**Texto dado**
□ □ □ □ □
Por John Acosta
Crónica publicada el 7 de noviembre de 1993, en el periódico La Tarde, de Pereira.
El cepillo pasaba una y otra vez. En cada ir y venir dejaba el brillo de los 54 años de experiencia. El resplandor aparecía poco a poco, como un milagro de orfebrería en medio de la rapidez del tiempo. Hasta que parecía un espejo de cuero, por más increíble que sonara.
Venía entonces el golpecito en la suela: lánguido, casi imperceptible. No por falta de ánimo, sino por prudencia. Aparecía enseguida el billete de quinientos pesos. Podría ser de mil. Pero ese era de quinientos.
Y estaba ahí, sonriente. Frente al rostro del embolador. Ningún viento que soplara, por muy fuerte que fuera podría hacer desaparecer de la faz del globo terráqueo la figura seria del general Santander. De ese general. No el de otro billete.
Ese pedazo de papel pesaba, no por su valor nominal (quinientos pesos o pesitos: depen-de), sino por lo que estaba pagando: una embolada. Mejor, casi dos. Porque había que devolver un billete de doscientos pesos como vueltos.
Don Luis Alfonso sacó de su bolsillo dos billetes de cien. Podrían haber sido cuatro monedas de cincuenta: en fin. Entregó los vueltos. Y entonces, le volvió a pasar. Lo de siempre. Desde hacía muchos años.
Vio de nuevo, a través de la revelación de sus recuerdos, al niño descalzo, de pantaloncitos cortos y camisita de tres botones con cinco ojales, que caminaba por las calles de Bucaramanga llevando dos cajitas de madera debajo de su brazo derecho.
Pero no lo vio de mesa en mesa, entre los cerveceros de la refresquerías, preguntándoles «¿le embolo?», casi adivinando la respuesta negativa con el clásico meneo de cabeza. Tampoco lo vio señalándoles los pies a los señores serios que esperaban los buses en los paraderos. Ni lustrando los zapatos a los enamorados desesperados de las esquinas que se hacían embetunar para matar el tiempo mientras llegaba la novia incumplida.
□ □ □ □ □
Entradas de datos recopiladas

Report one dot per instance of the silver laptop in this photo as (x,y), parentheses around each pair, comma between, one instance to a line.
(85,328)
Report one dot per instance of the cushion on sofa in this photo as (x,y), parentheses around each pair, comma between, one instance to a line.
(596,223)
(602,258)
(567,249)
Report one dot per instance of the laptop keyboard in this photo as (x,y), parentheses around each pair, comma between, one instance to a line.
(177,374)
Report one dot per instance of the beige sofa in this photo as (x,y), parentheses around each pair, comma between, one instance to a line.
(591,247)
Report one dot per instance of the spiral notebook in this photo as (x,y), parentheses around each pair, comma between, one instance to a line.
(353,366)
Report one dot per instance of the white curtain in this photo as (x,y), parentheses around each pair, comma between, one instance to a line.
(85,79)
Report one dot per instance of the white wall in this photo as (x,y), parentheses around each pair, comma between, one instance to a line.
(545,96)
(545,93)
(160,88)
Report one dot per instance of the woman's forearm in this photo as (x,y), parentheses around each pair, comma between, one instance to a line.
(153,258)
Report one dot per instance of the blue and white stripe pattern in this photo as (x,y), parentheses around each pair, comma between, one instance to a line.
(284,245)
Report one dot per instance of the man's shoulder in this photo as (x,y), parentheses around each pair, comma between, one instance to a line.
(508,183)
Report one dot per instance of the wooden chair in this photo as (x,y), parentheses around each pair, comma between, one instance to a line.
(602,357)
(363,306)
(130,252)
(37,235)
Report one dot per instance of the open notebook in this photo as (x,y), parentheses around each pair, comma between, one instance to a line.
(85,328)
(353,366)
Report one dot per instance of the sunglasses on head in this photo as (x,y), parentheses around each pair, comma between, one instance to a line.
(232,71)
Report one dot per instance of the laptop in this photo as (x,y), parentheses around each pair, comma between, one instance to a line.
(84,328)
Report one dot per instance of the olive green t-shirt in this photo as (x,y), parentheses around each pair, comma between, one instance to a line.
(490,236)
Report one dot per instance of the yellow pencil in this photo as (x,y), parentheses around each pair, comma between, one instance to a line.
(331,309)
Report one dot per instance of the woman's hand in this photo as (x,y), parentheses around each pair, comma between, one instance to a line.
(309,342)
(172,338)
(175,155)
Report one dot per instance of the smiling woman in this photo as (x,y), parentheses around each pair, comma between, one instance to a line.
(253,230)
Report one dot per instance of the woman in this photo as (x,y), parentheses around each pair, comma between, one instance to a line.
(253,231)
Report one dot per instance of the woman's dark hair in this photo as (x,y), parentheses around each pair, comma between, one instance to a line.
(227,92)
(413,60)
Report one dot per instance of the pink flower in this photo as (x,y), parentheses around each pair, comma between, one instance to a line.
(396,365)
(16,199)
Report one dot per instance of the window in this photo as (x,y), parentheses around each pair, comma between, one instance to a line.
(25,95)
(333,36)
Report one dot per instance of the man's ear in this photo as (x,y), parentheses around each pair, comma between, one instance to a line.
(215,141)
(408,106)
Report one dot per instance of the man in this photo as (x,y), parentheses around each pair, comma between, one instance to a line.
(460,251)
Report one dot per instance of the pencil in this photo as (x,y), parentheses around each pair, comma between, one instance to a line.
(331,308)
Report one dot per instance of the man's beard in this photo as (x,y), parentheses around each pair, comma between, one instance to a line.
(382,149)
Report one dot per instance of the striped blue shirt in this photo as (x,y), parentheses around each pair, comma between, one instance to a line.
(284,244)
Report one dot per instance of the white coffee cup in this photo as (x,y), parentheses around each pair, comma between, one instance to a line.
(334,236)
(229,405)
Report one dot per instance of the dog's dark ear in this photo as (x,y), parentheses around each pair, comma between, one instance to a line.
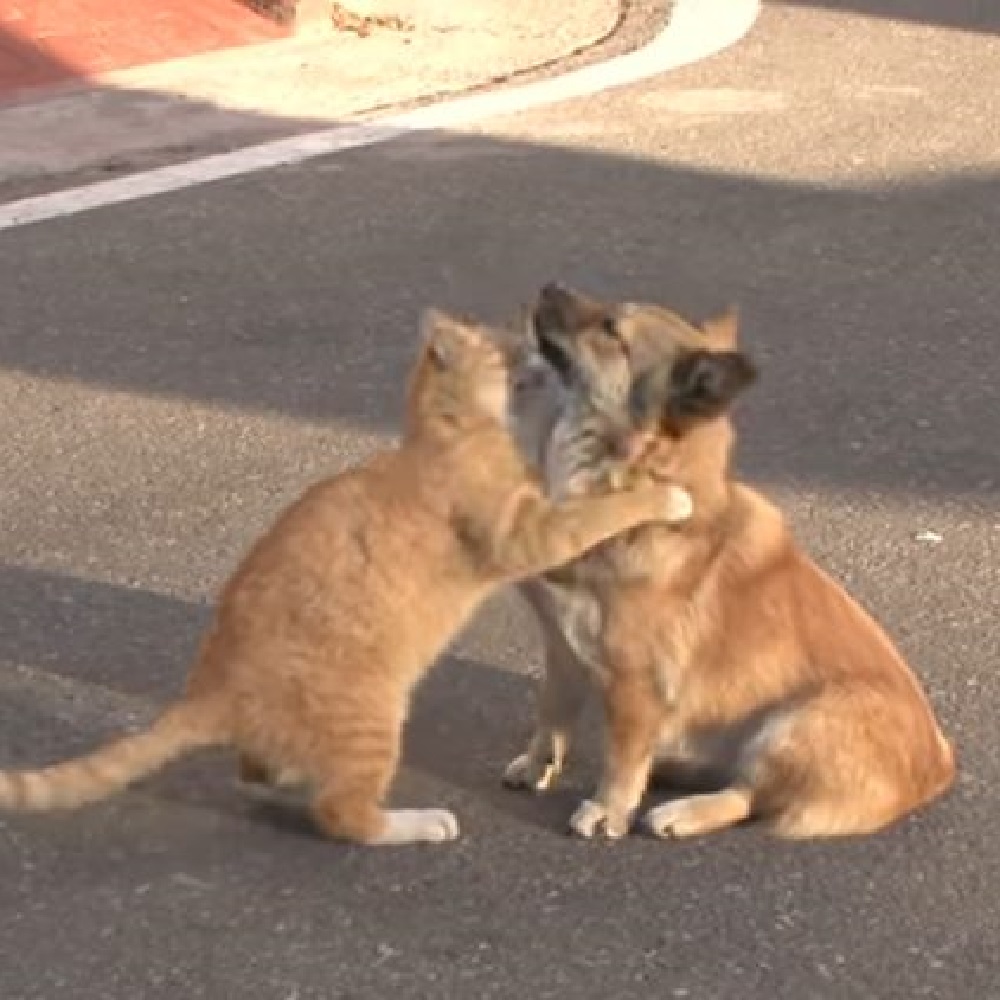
□ □ □ □ □
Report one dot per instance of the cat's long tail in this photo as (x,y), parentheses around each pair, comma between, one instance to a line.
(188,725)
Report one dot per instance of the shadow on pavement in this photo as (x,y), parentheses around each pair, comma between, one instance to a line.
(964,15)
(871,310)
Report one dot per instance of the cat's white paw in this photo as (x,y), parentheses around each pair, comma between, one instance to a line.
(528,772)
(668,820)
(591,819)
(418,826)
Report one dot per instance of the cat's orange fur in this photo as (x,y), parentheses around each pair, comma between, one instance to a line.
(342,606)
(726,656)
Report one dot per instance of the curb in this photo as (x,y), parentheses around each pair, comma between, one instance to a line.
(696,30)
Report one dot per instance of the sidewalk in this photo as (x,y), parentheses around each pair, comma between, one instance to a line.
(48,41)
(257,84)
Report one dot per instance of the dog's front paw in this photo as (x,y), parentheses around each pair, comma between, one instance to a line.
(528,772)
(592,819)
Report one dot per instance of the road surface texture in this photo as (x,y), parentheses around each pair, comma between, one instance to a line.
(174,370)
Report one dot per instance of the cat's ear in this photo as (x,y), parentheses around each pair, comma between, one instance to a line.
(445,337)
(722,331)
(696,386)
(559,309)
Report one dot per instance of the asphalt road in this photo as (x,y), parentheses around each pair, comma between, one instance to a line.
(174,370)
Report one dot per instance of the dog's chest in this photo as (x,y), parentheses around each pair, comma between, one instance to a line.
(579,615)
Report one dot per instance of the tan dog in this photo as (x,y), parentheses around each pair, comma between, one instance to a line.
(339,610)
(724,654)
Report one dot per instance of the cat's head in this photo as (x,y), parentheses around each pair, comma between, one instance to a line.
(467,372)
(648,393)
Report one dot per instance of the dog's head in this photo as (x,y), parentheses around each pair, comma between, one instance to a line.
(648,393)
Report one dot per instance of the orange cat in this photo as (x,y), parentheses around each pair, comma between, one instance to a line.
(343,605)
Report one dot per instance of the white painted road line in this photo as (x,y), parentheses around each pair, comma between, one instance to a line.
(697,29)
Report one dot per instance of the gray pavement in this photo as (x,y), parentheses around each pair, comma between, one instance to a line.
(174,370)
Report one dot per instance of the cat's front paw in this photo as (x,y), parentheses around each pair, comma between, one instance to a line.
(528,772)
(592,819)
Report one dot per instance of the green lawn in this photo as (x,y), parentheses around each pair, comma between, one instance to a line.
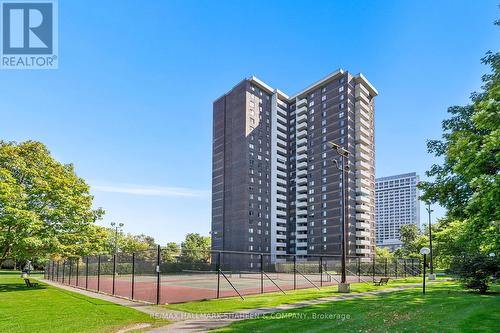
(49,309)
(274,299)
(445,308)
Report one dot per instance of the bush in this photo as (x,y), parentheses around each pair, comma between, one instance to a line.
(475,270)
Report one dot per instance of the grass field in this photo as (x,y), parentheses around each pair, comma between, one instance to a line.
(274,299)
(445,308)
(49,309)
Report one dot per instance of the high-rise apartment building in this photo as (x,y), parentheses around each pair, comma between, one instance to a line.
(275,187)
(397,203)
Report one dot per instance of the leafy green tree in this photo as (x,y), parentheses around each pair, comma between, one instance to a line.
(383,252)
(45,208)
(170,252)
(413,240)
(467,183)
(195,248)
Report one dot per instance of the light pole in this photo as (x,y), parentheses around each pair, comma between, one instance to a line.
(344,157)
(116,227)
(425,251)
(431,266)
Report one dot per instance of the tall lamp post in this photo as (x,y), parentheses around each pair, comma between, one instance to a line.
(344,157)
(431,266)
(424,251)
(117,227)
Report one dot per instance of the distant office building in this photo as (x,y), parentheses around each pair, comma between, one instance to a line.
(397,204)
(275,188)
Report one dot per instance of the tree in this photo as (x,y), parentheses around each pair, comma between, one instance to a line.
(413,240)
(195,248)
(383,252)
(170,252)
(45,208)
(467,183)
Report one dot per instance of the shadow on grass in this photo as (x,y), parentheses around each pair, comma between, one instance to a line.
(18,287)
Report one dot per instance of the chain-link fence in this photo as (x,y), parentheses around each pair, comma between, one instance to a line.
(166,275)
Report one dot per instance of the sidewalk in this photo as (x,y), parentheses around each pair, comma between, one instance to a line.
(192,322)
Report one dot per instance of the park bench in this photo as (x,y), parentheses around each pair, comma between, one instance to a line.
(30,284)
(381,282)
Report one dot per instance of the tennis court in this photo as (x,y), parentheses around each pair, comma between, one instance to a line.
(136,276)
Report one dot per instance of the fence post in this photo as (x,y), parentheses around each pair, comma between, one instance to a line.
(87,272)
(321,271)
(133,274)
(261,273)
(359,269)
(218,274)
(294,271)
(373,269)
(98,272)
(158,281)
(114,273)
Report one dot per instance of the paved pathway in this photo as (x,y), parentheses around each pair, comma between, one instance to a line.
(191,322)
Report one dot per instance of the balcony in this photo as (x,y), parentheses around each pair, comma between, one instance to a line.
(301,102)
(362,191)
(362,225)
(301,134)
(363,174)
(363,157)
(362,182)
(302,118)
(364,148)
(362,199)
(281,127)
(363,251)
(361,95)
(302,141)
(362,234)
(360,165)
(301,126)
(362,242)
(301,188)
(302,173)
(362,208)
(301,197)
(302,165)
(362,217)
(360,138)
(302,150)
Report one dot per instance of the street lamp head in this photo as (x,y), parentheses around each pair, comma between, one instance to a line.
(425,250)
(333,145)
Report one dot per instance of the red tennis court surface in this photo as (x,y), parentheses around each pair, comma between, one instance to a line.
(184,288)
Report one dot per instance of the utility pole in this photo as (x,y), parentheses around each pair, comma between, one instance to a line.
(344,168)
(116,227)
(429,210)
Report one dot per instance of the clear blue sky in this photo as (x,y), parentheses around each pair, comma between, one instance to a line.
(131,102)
□ □ □ □ □
**Instrucciones de trabajo**
#1 Reproduce el fragmento de la crónica del embolador que empieza en "Y estaba ahí, sonriente." y termina en "pesos como vueltos.".
#2 Prosigue la crónica del embolador a partir de su última frase.

**Resultados esperados**
#1
Y estaba ahí, sonriente. Frente al rostro del embolador. Ningún viento que soplara, por muy fuerte que fuera podría hacer desaparecer de la faz del globo terráqueo la figura seria del general Santander. De ese general. No el de otro billete.
Ese pedazo de papel pesaba, no por su valor nominal (quinientos pesos o pesitos: depen-de), sino por lo que estaba pagando: una embolada. Mejor, casi dos. Porque había que devolver un billete de doscientos pesos como vueltos.

#2
No. Lo vio recibiendo con alegría los tres centavos de la primera embolada del día.
No podía dejar de comparar los trescientos pesos de ahora con los tres centavos de hace 54 años. No tanto por la diferencia numérica, que era enorme. Sino porque las tres monedas de un centavo, en 1939, servían para colaborar con el sostén de una numerosa familia. Y los tres billetes de cien pesos, en noviembre de 1993, eran para sostener un pequeño hogar.
Además, el niño de antes debía caminar calles enteras para rebuscar un cliente casual. El viejo de ahora espera, bajo la sombra de un frondoso palo de mango de la Plaza de Bolívar, en el centro de Pereira, la llegada oportuna de un transeúnte desprevenido.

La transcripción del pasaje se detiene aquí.